** START **

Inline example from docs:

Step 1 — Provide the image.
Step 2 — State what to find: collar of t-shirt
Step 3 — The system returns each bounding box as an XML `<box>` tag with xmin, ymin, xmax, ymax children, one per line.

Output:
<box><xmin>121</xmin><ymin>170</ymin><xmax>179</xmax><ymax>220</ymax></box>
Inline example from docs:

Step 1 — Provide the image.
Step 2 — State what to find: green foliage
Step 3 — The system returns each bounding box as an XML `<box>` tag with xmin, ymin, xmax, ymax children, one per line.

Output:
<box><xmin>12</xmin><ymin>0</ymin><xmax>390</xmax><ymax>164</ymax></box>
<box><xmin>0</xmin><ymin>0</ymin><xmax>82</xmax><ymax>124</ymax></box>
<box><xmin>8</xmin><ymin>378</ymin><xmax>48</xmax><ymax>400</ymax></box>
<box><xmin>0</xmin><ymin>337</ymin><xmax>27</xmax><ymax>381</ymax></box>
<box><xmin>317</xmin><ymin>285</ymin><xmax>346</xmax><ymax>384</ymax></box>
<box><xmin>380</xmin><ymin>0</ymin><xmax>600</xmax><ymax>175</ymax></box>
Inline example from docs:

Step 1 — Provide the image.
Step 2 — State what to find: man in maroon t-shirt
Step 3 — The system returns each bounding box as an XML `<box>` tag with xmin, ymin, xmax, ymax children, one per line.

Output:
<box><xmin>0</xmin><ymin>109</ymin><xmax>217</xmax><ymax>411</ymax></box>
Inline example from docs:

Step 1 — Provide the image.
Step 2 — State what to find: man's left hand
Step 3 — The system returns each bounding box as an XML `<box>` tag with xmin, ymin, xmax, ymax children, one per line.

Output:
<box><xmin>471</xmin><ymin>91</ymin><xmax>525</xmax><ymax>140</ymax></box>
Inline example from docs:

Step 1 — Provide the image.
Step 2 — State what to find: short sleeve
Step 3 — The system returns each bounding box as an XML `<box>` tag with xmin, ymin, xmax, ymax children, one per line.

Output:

** END **

EXERCISE BRIEF: Retype every record above exactly as written.

TASK OUTPUT:
Inline example from docs:

Step 1 — Provide the image.
Step 2 — State what to find: collar of t-shirt
Step 3 — The system returns each bounding box as an XML `<box>` tag with xmin, ymin, xmax, ymax children, one per line.

Output:
<box><xmin>121</xmin><ymin>170</ymin><xmax>179</xmax><ymax>220</ymax></box>
Inline example from docs:

Step 1 — Provide the image.
Step 2 — State what to find: green foliage
Step 3 — The system returns each bounding box as an XML `<box>` tag with xmin, ymin, xmax, ymax children, one per line.

Output:
<box><xmin>12</xmin><ymin>0</ymin><xmax>390</xmax><ymax>164</ymax></box>
<box><xmin>0</xmin><ymin>0</ymin><xmax>82</xmax><ymax>124</ymax></box>
<box><xmin>8</xmin><ymin>378</ymin><xmax>48</xmax><ymax>400</ymax></box>
<box><xmin>0</xmin><ymin>337</ymin><xmax>27</xmax><ymax>381</ymax></box>
<box><xmin>317</xmin><ymin>285</ymin><xmax>346</xmax><ymax>384</ymax></box>
<box><xmin>380</xmin><ymin>0</ymin><xmax>600</xmax><ymax>175</ymax></box>
Inline example from docs:

Step 1 — Provide the image.
Step 2 — State what to find: man in maroon t-shirt
Step 3 — The system returns each bounding box as an XML `<box>` tag with xmin, ymin, xmax, ymax children, one per line.

Output:
<box><xmin>0</xmin><ymin>109</ymin><xmax>217</xmax><ymax>411</ymax></box>
Inline example from docs:

Step 1 — Provide the image.
Step 2 — State what to find: man's left hand
Step 3 — The system returns each bounding box as an XML `<box>` tag with xmin, ymin, xmax, ymax children, one per line.

Output:
<box><xmin>471</xmin><ymin>91</ymin><xmax>525</xmax><ymax>140</ymax></box>
Inline example from docs:

Step 1 — Provide the image.
Step 2 — State what to find: short sleeve
Step 3 — The system returns each bounding box as an XML `<box>` tag with xmin, ymin, xmax, ymax children, one per line.

Output:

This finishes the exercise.